> [EJERCICIOS]
• a. Actualiza el fragmento del texto sobre el cronotopo de «Ómnibus» que va de "En una primera" a "(1996) 2000: 127).", ambos incluidos, y cambia "autobús" por "colectivo".
• b. Según el texto sobre el cronotopo de «Ómnibus», ¿qué número de ómnibus toma Clara?

> [TEXTO CITADO]
------------------------------

El cronotopo de “Ómnibus”

 La relevancia del concepto de cronotopo elaborado por Bajtín en cuanto a la fusión del tiempo y el espacio y su conexión con  la representación de la ciudad en un texto literario, es evidente. Unos de los rasgos más sobresalientes al hablar de ciudad es su condición espacial. En el discurso literario esta espacialidad se enriquece al incluir en ella el sentido personal de representación, la presencia de una historia o un argumento que se narre y de unos personajes que realizan esa historia. La posibilidad de hacer visible al tiempo en un texto artístico, como lo propone Bajtín en su famoso ensayo sobre “Las formas del tiempo y del cronotopo en la novela”, o la manera en que el espacio se “intensifica, penetra en el movimiento del tiempo, del argumento, de la historia”(Bajtín,(1975) 1989: 238) son cualidades admisibles en buena parte de los relatos contemporáneos. Para Bajtín “Los elementos de tiempo se revelan en el espacio, y el espacio es entendido y medido a través del tiempo.” Para después concluir en que “La intersección de las series y uniones de esos elementos constituye la característica del cronotopo artístico”. (Bajtín, (1975) 1989: 238).

    En una primera lectura del cuento podría hablarse del interior del autobús como el espacio que privilegia el narrador; es esa metonimia de ciudad, ese micro-cosmos en el que se desenvuelven los hechos. Más adelante, sin embargo, a medida que el tiempo se manifiesta en el transcurrir de las acciones, en el protagonismo de Clara que toma el 168, el espacio aparentemente físico se va transformando en subjetivo donde las percepciones personales, específicamente visuales, vienen a constituirse en la raíz misma de lo que acontece: “En el fondo del ómnibus, instalados en el largo asiento verde, todos los pasajeros miraron hacia Clara, parecían criticar alguna cosa en Clara que sostuvo sus miradas con un esfuerzo creciente, sintiendo que cada vez era más difícil,...” (Cortázar, (1996) 2000: 127).

------------------------------

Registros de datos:
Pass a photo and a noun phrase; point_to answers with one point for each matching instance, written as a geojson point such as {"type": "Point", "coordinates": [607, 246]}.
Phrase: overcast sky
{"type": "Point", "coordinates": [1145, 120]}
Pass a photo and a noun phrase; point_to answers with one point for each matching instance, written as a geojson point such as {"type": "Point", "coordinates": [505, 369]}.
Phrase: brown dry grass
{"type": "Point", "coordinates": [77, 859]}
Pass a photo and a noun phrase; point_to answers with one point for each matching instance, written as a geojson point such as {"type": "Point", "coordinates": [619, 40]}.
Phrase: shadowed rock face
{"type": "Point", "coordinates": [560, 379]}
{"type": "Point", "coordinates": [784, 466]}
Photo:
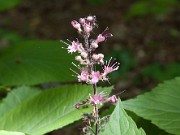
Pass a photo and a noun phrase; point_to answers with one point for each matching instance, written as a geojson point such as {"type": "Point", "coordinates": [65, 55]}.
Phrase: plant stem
{"type": "Point", "coordinates": [96, 112]}
{"type": "Point", "coordinates": [94, 85]}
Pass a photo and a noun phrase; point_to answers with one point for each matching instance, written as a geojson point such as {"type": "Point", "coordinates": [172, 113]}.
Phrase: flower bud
{"type": "Point", "coordinates": [94, 45]}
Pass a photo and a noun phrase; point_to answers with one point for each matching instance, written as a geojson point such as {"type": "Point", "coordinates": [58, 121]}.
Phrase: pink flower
{"type": "Point", "coordinates": [75, 46]}
{"type": "Point", "coordinates": [84, 76]}
{"type": "Point", "coordinates": [102, 37]}
{"type": "Point", "coordinates": [110, 67]}
{"type": "Point", "coordinates": [97, 99]}
{"type": "Point", "coordinates": [87, 27]}
{"type": "Point", "coordinates": [112, 99]}
{"type": "Point", "coordinates": [95, 76]}
{"type": "Point", "coordinates": [76, 25]}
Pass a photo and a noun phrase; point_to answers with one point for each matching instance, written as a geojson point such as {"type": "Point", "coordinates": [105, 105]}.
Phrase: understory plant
{"type": "Point", "coordinates": [88, 59]}
{"type": "Point", "coordinates": [38, 94]}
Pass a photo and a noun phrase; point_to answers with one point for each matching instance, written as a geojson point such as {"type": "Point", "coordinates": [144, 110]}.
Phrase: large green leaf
{"type": "Point", "coordinates": [8, 4]}
{"type": "Point", "coordinates": [16, 97]}
{"type": "Point", "coordinates": [47, 111]}
{"type": "Point", "coordinates": [161, 106]}
{"type": "Point", "coordinates": [121, 124]}
{"type": "Point", "coordinates": [34, 62]}
{"type": "Point", "coordinates": [3, 132]}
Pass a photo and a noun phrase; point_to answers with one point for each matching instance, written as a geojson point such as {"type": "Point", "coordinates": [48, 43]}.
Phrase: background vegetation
{"type": "Point", "coordinates": [34, 69]}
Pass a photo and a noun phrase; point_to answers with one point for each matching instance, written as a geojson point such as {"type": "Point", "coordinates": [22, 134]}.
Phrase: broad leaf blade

------------------------------

> [RESPUESTAS]
• a.
En una primera lectura del cuento podría hablarse del interior del colectivo como el espacio que privilegia el narrador; es esa metonimia de ciudad, ese micro-cosmos en el que se desenvuelven los hechos. Más adelante, sin embargo, a medida que el tiempo se manifiesta en el transcurrir de las acciones, en el protagonismo de Clara que toma el 168, el espacio aparentemente físico se va transformando en subjetivo donde las percepciones personales, específicamente visuales, vienen a constituirse en la raíz misma de lo que acontece: “En el fondo del ómnibus, instalados en el largo asiento verde, todos los pasajeros miraron hacia Clara, parecían criticar alguna cosa en Clara que sostuvo sus miradas con un esfuerzo creciente, sintiendo que cada vez era más difícil,...” (Cortázar, (1996) 2000: 127).

• b. El 168.